■ Extract

------------------------------------

Hi all,
pH of a water solution ranges from 0 to 14. 7.0 is neutral and less than
7 is acidic; higher is basic.
Why would distilled water be acidic? The water bottlers may add ozone to
sterilize the water, but it seems to me that they'd have to really work
at it to bring the pH down to 5. Wikipedia says it's dissolved CO2 that
causes distilled water to go slightly below 7.0, but not by how much:
http://waterontheweb.org/under/waterquality/ph.html
http://en.wikipedia.org/wiki/PH
http://en.wikipedia.org/wiki/Distilled_water
I've always run 50:50 antifreeze and water, even when I was racing. You
never know when it's going to get cold outside and freeze things. The
main benefit that you want to get (other than freezing protection) from
any cooling system additive is corrosion inhibiting, which means that
maybe the best thing you can add to your coolant is a chunk of magnesium
or zinc... And then flush and refill once a year or so.

------------------------------------

■ Items
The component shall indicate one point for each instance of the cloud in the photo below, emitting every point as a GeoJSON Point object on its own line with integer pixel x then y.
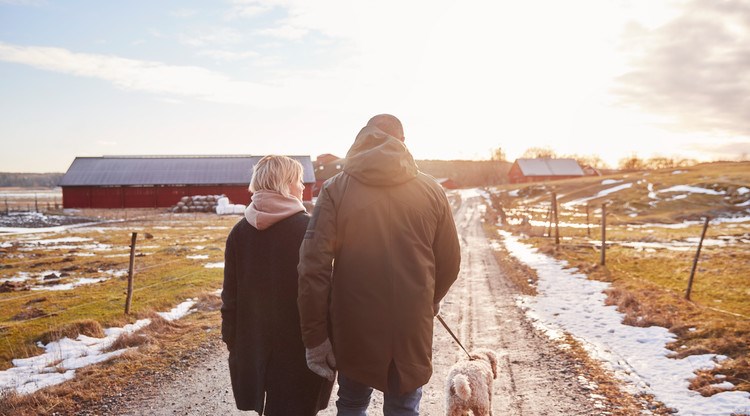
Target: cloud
{"type": "Point", "coordinates": [245, 9]}
{"type": "Point", "coordinates": [183, 13]}
{"type": "Point", "coordinates": [224, 55]}
{"type": "Point", "coordinates": [148, 76]}
{"type": "Point", "coordinates": [694, 70]}
{"type": "Point", "coordinates": [33, 3]}
{"type": "Point", "coordinates": [288, 32]}
{"type": "Point", "coordinates": [219, 36]}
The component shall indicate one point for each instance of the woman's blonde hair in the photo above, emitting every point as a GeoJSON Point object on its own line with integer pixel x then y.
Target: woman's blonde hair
{"type": "Point", "coordinates": [275, 173]}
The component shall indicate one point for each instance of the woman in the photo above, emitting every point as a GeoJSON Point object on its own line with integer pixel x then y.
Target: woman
{"type": "Point", "coordinates": [260, 319]}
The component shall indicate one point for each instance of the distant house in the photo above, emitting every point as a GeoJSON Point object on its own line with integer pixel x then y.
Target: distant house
{"type": "Point", "coordinates": [538, 170]}
{"type": "Point", "coordinates": [589, 170]}
{"type": "Point", "coordinates": [160, 181]}
{"type": "Point", "coordinates": [447, 183]}
{"type": "Point", "coordinates": [326, 166]}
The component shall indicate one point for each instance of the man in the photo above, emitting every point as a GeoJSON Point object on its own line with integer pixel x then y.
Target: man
{"type": "Point", "coordinates": [379, 254]}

------------------------------------

■ What this task involves
Using the post on distilled water and coolant, decide whether each statement agrees with it. Answer yes or no and quote the deciding words of the post. (a) The writer has always run a 50:50 mix of antifreeze and water. (b) Wikipedia says how far dissolved CO2 lowers the pH of distilled water. (c) A pH higher than 7 is basic.

■ Finished answer
(a) Yes: "I've always run 50:50 antifreeze and water"
(b) No: "but not by how much"
(c) Yes: "higher is basic"